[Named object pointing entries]
____

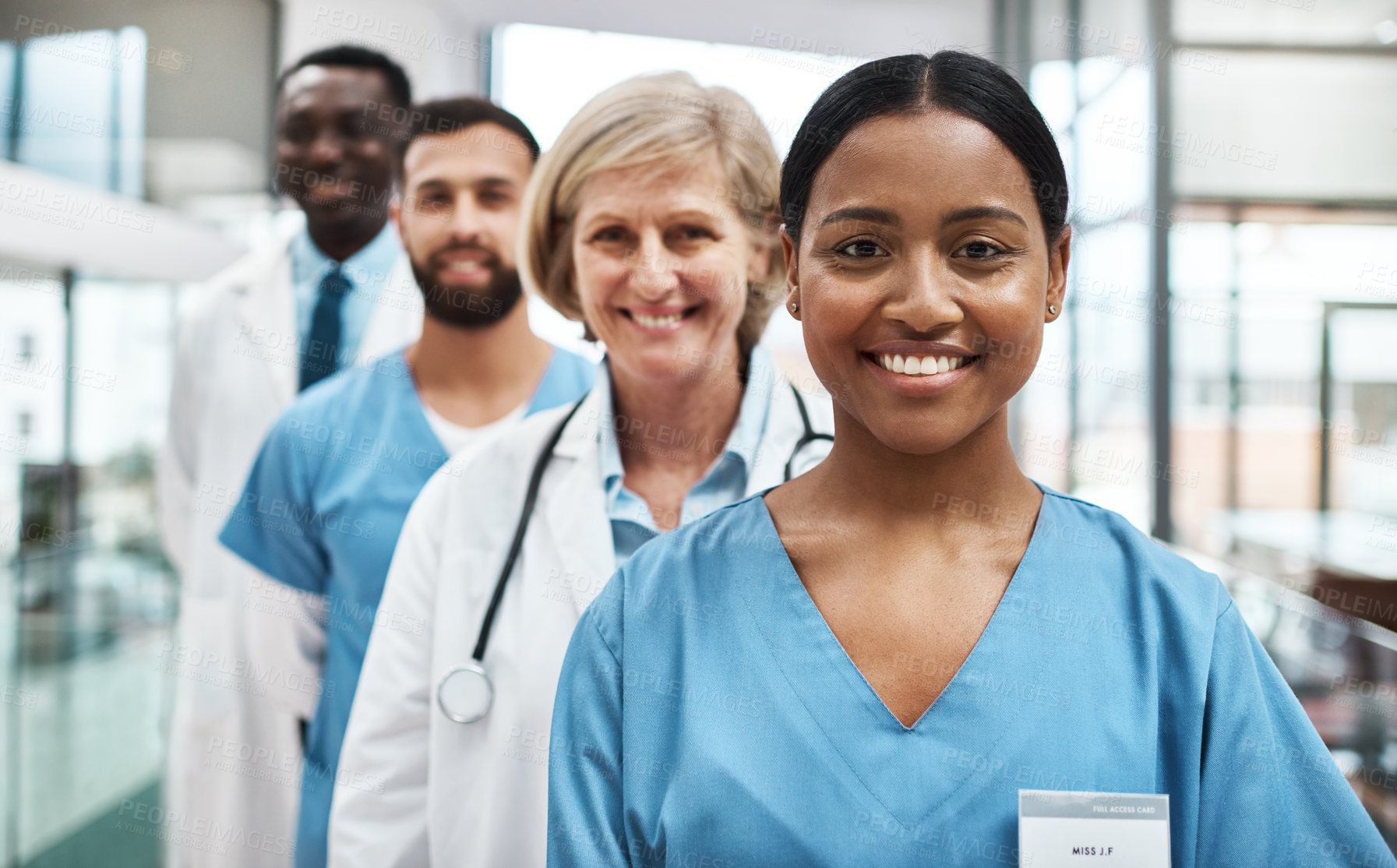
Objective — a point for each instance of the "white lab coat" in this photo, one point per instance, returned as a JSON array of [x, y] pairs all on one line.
[[442, 793], [234, 771]]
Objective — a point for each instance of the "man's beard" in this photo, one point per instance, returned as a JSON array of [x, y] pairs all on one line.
[[470, 306]]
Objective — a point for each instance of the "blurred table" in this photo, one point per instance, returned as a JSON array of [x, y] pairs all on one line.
[[1344, 559]]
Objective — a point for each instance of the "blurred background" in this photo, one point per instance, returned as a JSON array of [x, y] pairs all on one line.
[[1226, 373]]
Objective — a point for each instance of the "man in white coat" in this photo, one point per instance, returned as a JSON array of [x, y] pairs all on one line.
[[334, 294]]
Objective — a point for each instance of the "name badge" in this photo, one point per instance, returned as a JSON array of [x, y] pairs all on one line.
[[1074, 829]]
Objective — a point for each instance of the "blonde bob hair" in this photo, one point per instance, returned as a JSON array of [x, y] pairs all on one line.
[[654, 123]]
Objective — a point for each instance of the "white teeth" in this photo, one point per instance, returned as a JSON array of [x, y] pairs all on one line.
[[657, 322], [921, 366]]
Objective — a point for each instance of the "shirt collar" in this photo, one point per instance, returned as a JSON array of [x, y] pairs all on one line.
[[368, 267], [746, 434]]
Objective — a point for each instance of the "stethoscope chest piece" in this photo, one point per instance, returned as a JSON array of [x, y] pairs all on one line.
[[465, 692]]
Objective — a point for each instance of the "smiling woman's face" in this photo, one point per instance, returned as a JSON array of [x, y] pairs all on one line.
[[662, 269], [923, 251]]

____

Set task. Can you edit every row above so that "Objective" reads "Goal", with everything else unchanged and the pictures left out?

Answer to this task.
Goal — a point for each instance of the "white lab coat" in this photo, one point per instance, returned as a JSON array of [x, y] pairs all on one line.
[[442, 793], [234, 771]]
Goal — a point for each instance of the "man's beard" in this photo, one point per instance, returned as a JSON array of [x, y] pairs all on one line.
[[470, 306]]
Goal — a point for each instance of the "blurred table" in this photo, one point per instance, returned as a JSON array of [x, y] pairs all on one line.
[[1344, 559]]
Goal — a point for each instance of the "blurred background" in this photo, one point per instance, returned as a JSON array of [x, y] pairs all on one line.
[[1226, 373]]
Goal — a point for each instance of the "man in white coat" in this photo, one point per instance, returned as a JSON array of [x, y] pairs all on one line.
[[334, 294]]
Goal — a point for each instance of the "name badge" in this photo, one point per instance, returned as a JSON array of [x, y] pairs all on one line.
[[1074, 829]]
Goal — a point for each instance of the "blonde bob hair" in this photo, one point per instance, returned as a JSON array of [x, y] pairs all on one line.
[[654, 123]]
Goal — a point for each instance of the "white teeth" in this photo, one point per instance, returned as a JSON array of [x, y] pairs all on one line.
[[657, 322], [921, 366]]
Goal — a point for each instance of the "shirt collar" in this photo, one point per instance, returned as a JSON array of [x, y] pairs all on one line.
[[368, 267], [746, 434]]
Goal — a point for each instance of the "stethoscope chest piece" in this photo, one point per instance, returned as a JSON array of [x, y] pairs all on one line.
[[465, 692]]
Goal — a point for each instance of the "smiling woman's face" in this photo, one point per instance, returned as a JSON array of [x, y] pairs all on one line.
[[662, 269], [923, 251]]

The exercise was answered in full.